- **AIM OF THE TASK**
Each line from the one that holds "Each instance receives one keypoint. Mark the blue" to the end of the records is to be retyped exactly. Pictures are not part of the copy.

- **GIVEN RECORDS**
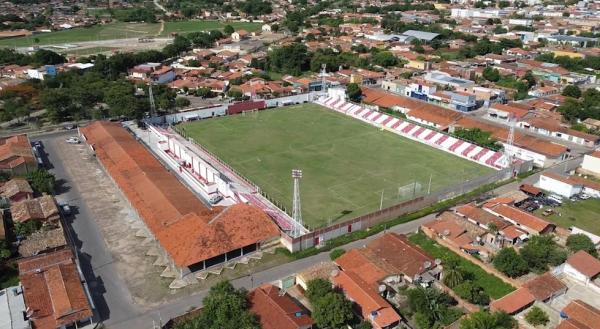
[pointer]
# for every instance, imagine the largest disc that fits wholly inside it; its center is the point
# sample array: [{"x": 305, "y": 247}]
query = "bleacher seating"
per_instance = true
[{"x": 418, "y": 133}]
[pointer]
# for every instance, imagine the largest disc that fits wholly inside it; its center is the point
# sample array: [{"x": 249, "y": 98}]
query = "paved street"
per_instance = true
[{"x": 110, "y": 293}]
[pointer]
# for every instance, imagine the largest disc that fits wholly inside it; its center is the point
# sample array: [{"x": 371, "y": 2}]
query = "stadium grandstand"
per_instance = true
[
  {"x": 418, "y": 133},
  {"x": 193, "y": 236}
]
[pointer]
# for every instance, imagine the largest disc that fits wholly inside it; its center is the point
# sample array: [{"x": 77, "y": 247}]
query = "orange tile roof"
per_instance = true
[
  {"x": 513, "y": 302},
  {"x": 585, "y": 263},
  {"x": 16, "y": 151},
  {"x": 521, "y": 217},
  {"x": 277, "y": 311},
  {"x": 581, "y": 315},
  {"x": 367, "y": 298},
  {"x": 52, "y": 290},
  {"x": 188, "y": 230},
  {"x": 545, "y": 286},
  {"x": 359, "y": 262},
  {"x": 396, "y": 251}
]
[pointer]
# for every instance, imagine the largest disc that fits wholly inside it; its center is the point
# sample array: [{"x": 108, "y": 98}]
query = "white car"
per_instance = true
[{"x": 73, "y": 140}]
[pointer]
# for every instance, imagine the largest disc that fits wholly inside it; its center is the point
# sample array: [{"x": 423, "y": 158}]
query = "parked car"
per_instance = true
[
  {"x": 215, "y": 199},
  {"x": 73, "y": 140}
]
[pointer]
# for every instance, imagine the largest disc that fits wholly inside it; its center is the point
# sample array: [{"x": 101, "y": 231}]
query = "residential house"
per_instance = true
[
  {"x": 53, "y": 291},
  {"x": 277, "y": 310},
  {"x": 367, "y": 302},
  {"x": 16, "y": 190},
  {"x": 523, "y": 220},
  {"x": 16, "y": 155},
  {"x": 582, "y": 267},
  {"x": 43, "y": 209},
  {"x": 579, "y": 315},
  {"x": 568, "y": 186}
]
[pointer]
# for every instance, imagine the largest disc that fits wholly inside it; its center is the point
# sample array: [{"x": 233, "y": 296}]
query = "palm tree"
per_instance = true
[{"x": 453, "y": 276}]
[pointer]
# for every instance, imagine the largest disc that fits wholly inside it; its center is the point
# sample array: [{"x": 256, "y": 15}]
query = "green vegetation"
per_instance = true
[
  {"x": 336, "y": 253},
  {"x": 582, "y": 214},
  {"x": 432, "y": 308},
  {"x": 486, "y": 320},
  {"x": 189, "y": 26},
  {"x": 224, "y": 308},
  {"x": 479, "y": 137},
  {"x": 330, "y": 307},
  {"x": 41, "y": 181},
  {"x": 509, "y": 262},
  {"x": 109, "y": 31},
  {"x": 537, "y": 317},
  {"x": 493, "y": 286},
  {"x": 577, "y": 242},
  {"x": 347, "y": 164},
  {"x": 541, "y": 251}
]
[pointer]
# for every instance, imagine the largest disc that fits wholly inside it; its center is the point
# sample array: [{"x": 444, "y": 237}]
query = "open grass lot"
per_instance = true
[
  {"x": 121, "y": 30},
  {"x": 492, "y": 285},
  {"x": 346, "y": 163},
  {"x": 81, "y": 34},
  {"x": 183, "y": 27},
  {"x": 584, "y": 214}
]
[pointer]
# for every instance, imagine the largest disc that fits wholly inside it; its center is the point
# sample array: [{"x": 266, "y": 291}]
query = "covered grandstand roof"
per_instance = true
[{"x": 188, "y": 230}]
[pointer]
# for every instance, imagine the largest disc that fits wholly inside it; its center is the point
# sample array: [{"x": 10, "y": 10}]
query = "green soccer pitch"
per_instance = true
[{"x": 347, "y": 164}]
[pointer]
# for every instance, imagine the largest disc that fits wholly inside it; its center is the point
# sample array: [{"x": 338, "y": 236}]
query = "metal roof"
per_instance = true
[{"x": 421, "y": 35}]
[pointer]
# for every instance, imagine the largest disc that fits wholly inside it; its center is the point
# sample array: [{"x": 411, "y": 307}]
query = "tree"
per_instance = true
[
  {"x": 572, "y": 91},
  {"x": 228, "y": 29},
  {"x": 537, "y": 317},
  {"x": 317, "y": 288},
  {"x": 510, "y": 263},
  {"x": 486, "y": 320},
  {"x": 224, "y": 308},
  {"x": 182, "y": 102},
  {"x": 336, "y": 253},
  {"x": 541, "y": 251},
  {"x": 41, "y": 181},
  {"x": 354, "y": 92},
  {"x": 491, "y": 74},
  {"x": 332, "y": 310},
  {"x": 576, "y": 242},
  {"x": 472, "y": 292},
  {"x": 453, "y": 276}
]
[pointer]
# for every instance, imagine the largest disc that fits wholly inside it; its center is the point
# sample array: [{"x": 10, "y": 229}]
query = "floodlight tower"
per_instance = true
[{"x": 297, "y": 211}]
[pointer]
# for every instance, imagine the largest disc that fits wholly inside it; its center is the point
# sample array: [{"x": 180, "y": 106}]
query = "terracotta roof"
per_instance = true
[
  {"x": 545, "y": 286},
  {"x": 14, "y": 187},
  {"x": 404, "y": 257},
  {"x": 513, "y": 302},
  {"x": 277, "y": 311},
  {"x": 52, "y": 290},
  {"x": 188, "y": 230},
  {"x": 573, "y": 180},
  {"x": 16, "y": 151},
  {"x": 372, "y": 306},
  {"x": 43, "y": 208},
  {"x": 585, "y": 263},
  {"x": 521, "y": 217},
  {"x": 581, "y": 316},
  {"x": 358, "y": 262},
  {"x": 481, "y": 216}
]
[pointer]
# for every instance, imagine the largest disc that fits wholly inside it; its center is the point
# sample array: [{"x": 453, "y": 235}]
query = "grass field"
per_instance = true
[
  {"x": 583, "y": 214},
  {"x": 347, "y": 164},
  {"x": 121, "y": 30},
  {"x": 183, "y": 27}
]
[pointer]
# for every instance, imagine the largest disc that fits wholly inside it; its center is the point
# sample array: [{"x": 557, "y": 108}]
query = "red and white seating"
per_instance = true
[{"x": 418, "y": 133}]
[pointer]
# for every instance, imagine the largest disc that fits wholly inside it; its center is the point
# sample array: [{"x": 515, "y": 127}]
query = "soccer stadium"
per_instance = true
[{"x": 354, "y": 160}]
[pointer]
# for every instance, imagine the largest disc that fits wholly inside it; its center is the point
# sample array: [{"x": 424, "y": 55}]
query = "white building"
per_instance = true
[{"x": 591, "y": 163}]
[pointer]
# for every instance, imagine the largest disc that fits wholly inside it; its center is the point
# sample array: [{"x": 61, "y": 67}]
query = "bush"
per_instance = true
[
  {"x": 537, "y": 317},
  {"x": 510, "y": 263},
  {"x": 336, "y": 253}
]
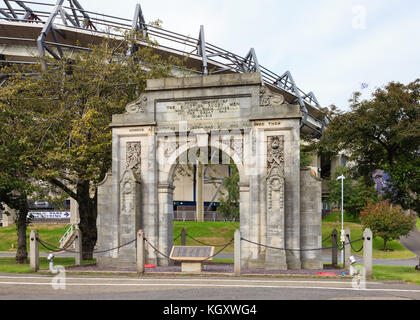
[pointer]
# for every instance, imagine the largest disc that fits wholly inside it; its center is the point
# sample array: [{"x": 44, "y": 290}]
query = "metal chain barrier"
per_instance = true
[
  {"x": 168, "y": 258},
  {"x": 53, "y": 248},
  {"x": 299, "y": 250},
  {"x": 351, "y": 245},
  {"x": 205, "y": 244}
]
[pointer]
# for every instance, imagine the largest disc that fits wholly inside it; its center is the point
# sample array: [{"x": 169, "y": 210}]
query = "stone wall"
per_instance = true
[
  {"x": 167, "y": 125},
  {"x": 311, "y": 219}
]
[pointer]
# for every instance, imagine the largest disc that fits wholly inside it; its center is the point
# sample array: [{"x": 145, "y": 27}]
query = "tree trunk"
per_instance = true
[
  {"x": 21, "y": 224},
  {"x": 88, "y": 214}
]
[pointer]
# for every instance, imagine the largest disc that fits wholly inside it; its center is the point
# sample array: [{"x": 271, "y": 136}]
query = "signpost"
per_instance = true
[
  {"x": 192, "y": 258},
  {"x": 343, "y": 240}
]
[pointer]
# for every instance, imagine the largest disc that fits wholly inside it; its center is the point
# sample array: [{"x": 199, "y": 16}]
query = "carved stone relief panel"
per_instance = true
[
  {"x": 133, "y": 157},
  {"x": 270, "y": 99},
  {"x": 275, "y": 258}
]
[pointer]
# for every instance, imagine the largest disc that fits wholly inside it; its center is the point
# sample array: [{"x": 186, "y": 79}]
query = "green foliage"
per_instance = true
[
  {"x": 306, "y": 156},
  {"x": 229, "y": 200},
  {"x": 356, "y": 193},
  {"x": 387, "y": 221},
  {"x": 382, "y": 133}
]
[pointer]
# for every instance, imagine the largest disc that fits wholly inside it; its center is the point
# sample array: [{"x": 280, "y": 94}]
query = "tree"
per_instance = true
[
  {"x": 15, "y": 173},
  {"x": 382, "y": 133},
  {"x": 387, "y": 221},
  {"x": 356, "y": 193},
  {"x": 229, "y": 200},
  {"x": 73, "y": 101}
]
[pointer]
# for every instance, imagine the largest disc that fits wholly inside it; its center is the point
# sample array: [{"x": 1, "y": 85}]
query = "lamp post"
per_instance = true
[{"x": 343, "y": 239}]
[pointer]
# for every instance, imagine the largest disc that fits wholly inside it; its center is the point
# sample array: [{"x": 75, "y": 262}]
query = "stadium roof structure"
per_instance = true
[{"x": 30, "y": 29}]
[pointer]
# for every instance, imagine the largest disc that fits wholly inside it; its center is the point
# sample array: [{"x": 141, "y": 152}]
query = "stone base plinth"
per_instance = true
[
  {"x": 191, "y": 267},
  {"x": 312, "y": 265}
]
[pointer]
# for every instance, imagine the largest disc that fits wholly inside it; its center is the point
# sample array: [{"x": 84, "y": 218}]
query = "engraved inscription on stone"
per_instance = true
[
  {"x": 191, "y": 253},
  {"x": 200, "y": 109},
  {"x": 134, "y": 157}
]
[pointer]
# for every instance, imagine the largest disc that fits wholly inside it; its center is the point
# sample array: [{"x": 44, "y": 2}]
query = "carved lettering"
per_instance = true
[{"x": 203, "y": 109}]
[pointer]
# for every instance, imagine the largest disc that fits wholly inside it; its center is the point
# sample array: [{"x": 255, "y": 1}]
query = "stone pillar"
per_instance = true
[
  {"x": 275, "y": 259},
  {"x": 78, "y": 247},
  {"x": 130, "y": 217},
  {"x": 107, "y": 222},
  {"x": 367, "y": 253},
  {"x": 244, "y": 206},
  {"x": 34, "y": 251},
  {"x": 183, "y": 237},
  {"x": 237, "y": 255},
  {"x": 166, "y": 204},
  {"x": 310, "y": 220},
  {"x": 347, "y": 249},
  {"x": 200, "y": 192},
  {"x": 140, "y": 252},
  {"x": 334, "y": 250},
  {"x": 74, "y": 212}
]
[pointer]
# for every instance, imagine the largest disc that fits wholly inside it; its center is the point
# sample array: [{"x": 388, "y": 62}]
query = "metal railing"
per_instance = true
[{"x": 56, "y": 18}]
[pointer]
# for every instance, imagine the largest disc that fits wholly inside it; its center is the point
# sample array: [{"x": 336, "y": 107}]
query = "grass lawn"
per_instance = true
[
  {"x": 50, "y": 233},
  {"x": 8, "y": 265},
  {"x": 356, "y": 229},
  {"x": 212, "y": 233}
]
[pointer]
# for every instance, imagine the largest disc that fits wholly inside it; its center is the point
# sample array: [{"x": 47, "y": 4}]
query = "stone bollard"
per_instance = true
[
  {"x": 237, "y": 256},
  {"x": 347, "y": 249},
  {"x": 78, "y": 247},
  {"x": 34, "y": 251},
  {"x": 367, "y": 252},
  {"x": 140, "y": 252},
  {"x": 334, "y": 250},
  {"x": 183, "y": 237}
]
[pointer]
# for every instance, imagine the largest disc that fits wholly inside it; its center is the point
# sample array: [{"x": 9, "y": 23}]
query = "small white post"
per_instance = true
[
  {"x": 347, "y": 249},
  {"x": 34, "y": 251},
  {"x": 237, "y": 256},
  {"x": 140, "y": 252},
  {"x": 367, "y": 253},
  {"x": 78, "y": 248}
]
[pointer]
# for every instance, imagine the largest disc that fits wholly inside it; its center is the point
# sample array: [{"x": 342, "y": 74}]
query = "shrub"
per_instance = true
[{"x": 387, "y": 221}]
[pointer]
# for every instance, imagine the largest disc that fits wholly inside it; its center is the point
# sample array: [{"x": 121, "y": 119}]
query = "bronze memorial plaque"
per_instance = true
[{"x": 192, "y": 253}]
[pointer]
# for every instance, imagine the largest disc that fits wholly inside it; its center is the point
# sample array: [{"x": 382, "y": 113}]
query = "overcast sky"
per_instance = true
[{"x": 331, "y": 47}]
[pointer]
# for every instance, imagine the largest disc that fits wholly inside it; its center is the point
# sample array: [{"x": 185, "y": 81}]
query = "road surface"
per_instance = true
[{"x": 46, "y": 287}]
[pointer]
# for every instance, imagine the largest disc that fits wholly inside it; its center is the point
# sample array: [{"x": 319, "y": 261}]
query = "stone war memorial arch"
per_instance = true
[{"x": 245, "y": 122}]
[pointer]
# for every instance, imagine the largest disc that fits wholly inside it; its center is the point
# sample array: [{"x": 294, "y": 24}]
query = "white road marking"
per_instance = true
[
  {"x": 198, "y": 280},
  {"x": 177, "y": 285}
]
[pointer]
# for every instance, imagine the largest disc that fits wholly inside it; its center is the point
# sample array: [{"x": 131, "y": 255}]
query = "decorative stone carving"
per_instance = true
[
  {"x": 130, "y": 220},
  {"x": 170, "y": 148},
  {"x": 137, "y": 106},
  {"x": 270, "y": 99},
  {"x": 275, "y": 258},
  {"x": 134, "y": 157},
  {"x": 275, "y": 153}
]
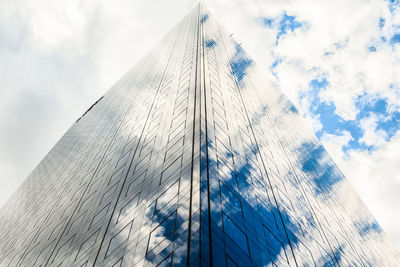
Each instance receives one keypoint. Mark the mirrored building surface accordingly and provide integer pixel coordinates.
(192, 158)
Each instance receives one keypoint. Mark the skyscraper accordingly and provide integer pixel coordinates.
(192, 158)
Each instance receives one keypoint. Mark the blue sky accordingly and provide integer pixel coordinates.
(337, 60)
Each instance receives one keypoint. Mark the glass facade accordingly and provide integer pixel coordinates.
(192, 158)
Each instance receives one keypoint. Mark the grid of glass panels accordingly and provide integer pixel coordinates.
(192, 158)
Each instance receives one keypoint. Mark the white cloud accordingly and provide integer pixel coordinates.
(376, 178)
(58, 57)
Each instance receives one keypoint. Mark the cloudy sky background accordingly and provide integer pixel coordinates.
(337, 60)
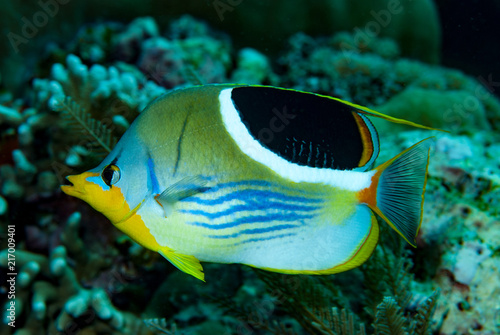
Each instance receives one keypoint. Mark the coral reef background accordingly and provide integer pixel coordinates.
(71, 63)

- **WORKED SOLUTION**
Each instance receives one keypoint. Mark the blue sky accordingly and provide integer pixel coordinates.
(337, 60)
Each instance receives one keypoint. Mark the glass facade accordingly and provide integer pixel coordinates.
(192, 158)
Each instance receives one keypoint. Mark the grid of glass panels accordingly and provide integer pixel coordinates.
(192, 158)
Each instance receives one keypoint. Mark the white cloud accordingly and provide integer pixel coordinates.
(376, 178)
(58, 57)
Each instance receives one keypoint. Mark the cloudy sky background accordingly and provide integer pixel coordinates.
(337, 60)
Each instance receives one keypoint. Mark the coral reef background accordingly and provide integer pixel coordinates.
(71, 63)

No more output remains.